:: Recorded information ::
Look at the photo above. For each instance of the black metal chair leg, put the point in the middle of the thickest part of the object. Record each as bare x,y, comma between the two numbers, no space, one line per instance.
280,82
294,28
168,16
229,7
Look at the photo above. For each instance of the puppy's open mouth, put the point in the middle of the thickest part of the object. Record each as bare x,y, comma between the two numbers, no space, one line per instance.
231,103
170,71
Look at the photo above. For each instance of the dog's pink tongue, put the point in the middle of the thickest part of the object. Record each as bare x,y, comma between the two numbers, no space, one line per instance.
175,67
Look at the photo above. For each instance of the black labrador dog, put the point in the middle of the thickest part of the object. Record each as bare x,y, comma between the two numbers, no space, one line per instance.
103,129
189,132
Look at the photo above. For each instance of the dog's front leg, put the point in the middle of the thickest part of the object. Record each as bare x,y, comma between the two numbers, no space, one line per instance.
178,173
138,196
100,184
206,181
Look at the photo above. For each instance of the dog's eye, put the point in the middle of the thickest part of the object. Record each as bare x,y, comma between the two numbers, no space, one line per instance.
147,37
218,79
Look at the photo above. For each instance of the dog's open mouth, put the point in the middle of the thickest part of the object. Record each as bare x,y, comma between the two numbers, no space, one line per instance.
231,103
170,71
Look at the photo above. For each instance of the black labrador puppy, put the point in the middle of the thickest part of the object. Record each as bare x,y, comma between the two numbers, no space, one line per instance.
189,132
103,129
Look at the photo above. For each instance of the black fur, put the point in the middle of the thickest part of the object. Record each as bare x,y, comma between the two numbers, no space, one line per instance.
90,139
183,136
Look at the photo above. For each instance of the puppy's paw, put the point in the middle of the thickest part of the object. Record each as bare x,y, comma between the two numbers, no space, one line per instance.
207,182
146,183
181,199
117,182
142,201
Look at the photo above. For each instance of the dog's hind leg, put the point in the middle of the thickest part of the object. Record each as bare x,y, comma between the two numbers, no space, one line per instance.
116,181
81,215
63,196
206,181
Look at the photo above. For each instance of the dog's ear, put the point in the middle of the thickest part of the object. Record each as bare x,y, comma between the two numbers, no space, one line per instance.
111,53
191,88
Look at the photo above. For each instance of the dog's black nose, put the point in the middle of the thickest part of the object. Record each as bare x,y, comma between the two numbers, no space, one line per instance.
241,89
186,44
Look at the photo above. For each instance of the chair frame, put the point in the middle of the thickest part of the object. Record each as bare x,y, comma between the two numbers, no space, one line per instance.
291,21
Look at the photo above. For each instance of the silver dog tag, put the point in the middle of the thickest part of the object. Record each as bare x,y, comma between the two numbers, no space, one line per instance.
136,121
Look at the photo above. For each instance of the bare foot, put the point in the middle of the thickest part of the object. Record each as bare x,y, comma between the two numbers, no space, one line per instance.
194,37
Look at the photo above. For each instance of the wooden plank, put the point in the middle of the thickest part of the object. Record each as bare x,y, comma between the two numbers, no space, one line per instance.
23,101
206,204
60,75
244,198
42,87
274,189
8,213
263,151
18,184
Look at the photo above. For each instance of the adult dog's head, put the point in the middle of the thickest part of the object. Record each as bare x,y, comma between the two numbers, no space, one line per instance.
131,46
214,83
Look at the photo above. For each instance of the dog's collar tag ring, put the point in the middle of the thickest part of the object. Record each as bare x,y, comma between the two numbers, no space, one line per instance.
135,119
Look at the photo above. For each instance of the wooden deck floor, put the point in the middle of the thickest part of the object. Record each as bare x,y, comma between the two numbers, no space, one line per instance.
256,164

--

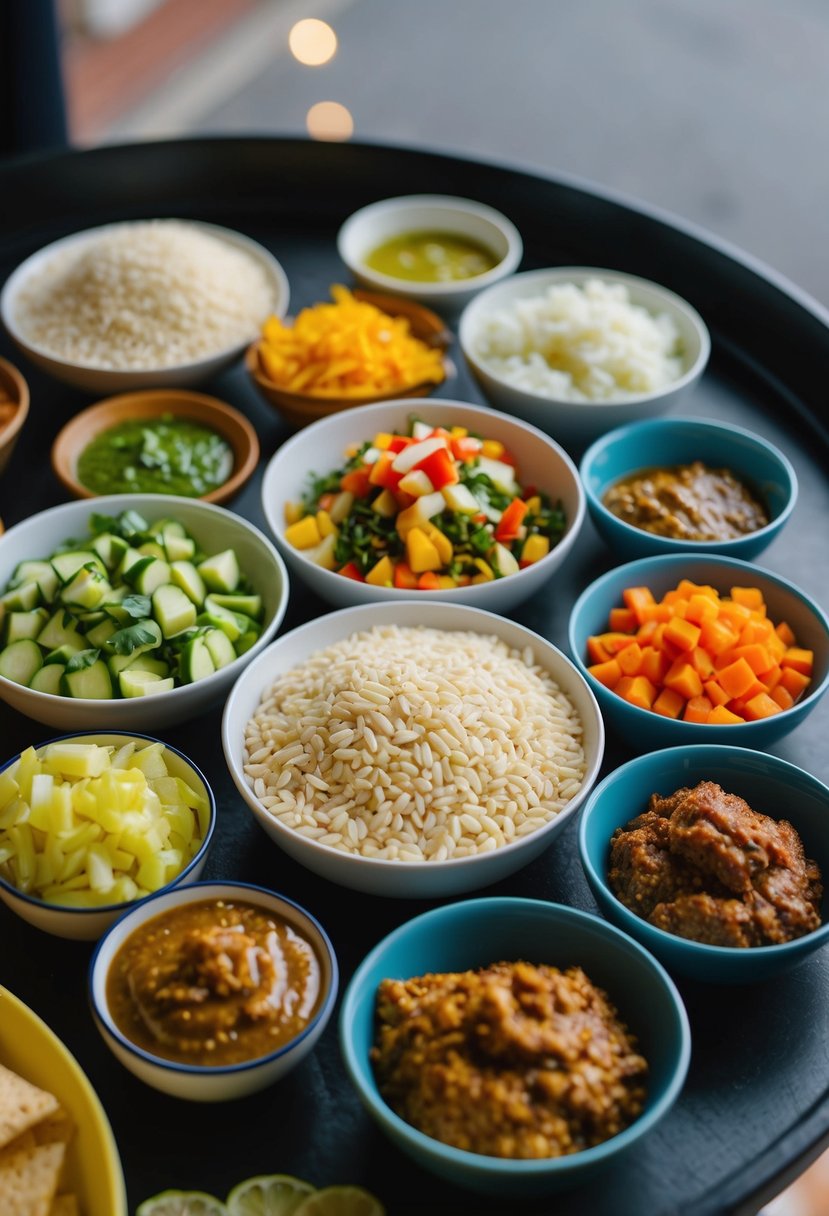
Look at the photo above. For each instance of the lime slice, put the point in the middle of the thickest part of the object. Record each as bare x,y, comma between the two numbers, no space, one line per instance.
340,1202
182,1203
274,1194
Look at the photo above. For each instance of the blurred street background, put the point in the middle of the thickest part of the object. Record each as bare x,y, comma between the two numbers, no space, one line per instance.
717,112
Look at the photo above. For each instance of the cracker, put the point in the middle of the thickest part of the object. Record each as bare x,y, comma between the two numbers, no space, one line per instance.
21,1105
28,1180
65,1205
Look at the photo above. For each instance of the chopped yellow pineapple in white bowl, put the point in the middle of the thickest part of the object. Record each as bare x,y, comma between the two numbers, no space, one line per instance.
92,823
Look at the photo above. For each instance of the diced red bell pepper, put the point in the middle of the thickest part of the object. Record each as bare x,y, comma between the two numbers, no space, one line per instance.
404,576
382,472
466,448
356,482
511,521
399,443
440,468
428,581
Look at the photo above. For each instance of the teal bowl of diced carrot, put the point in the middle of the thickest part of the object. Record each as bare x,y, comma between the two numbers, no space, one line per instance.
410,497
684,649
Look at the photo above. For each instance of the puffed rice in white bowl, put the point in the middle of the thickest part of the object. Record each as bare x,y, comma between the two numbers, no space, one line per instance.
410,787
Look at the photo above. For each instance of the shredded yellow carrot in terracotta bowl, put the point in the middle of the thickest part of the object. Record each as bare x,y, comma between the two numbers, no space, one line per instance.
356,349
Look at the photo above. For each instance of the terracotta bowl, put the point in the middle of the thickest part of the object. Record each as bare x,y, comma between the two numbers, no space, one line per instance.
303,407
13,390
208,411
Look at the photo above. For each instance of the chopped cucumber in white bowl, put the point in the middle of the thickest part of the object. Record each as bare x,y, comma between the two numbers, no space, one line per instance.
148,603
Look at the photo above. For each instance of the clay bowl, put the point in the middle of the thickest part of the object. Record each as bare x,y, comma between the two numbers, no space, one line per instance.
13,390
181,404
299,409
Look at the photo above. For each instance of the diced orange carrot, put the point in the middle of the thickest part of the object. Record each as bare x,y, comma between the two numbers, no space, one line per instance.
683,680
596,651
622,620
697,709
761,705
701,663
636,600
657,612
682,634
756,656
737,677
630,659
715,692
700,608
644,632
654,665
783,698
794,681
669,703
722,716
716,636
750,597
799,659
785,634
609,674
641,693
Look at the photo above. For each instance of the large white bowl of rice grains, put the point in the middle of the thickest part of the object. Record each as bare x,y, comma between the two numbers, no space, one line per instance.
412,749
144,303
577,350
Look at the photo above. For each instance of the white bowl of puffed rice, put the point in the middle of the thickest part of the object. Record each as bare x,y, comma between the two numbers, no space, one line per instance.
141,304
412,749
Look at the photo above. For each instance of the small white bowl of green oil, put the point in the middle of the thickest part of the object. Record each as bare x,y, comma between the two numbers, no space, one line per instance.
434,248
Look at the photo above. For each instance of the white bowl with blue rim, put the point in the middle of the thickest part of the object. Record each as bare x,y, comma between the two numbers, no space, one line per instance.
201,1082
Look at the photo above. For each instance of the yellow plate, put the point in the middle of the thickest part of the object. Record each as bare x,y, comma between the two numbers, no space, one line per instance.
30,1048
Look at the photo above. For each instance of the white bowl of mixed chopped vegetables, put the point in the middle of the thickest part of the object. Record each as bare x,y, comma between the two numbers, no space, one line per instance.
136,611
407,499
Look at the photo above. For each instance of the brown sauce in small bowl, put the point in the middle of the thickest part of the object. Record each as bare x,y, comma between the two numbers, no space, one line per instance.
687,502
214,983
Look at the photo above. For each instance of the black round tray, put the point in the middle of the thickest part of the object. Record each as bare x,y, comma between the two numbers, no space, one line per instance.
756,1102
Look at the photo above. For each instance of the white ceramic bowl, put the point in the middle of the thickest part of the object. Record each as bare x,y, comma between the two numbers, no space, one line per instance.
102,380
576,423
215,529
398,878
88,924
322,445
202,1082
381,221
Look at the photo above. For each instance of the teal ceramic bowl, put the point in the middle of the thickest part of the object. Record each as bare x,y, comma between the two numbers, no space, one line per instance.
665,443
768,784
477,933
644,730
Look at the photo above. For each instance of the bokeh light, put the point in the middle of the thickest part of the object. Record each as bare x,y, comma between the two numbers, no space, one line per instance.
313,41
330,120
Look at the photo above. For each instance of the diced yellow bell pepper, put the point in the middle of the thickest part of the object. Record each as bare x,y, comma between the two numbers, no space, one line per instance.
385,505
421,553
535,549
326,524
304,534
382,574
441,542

==

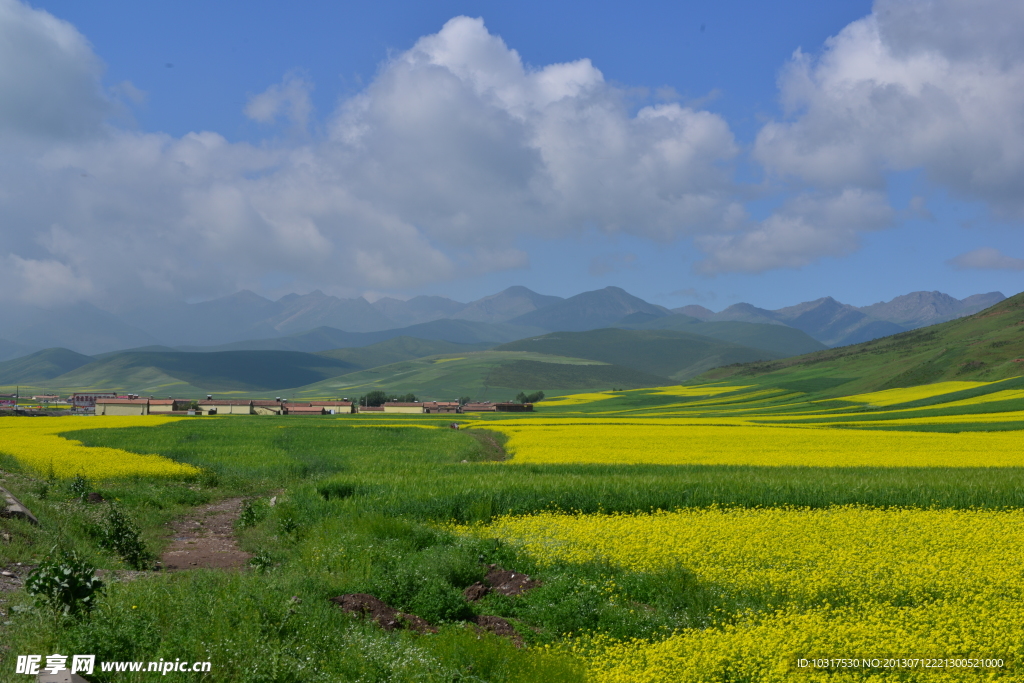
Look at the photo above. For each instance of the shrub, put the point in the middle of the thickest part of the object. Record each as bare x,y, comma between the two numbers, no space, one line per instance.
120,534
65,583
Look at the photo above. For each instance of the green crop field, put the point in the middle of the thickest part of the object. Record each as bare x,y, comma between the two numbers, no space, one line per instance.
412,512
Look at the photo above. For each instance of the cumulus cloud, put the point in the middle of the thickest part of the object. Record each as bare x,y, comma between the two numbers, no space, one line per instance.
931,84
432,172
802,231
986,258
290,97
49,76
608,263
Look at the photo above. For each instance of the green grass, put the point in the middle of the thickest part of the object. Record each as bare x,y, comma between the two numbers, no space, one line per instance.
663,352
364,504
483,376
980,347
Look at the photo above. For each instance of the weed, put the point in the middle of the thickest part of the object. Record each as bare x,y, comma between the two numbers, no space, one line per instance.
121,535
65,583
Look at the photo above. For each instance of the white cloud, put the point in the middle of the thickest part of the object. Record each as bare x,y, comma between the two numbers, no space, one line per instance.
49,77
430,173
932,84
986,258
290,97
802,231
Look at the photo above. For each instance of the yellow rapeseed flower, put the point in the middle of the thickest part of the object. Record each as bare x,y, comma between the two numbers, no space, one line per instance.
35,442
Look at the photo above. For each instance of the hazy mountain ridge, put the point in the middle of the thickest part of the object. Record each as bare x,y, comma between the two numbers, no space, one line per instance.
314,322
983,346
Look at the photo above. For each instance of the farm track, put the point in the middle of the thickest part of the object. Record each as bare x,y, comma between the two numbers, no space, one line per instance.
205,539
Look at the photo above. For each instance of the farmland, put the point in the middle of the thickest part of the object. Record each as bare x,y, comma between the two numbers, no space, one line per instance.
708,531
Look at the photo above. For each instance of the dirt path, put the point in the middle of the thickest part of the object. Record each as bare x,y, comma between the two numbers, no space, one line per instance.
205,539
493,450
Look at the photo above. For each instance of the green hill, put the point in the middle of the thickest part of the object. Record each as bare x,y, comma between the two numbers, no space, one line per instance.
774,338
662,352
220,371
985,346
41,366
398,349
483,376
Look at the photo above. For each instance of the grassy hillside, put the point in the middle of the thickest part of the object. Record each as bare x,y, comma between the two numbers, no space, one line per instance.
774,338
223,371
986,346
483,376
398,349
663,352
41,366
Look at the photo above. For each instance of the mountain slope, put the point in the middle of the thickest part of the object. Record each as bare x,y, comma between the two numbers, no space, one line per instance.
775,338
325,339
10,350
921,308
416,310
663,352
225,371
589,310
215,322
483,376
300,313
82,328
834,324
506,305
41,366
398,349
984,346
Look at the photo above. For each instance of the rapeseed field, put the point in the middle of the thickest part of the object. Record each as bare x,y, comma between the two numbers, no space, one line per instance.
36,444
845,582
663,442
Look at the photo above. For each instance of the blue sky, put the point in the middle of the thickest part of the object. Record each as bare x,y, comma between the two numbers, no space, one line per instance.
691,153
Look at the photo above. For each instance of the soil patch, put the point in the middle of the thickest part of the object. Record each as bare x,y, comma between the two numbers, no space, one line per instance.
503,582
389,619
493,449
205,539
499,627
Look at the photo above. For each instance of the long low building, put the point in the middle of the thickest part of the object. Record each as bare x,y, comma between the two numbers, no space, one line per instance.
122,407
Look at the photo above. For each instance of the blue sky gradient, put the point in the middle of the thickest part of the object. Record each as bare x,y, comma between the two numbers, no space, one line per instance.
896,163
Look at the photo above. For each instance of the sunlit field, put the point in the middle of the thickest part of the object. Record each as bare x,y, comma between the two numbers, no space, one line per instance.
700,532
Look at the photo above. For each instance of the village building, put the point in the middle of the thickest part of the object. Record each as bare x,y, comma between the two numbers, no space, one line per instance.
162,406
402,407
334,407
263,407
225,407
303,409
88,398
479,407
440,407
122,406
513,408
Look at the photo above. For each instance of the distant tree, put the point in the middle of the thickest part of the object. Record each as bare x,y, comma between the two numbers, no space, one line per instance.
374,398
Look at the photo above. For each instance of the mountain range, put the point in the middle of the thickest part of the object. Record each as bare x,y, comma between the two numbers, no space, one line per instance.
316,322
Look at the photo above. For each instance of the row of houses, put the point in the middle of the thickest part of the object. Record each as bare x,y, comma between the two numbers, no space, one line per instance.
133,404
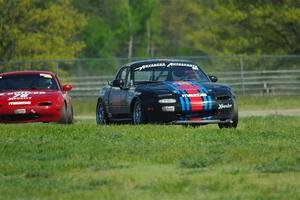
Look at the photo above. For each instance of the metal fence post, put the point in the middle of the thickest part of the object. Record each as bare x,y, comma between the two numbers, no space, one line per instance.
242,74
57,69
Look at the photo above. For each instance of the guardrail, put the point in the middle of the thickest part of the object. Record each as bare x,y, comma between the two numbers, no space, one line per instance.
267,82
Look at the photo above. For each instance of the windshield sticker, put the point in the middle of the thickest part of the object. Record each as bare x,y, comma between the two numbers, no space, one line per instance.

:: To do ::
Retype the entries above exactly, but only from the line containing "the guardrail, put" through the line containing "Look at the photo above. For each instance of the windshield", both included.

:: Output of the exercise ::
Look at the photo above. For each instance of the guardrail, put the point in the middle of the thickest part of the object. Record each as bare x,y, comma between the two numbers, no space, one line per instance.
267,82
Look at the photo above. For each instance of the windshield sticker, put the point in the middle of the thickest part of the object. Record each as bare x,y, comma between the two numbers, no space, one line per instance.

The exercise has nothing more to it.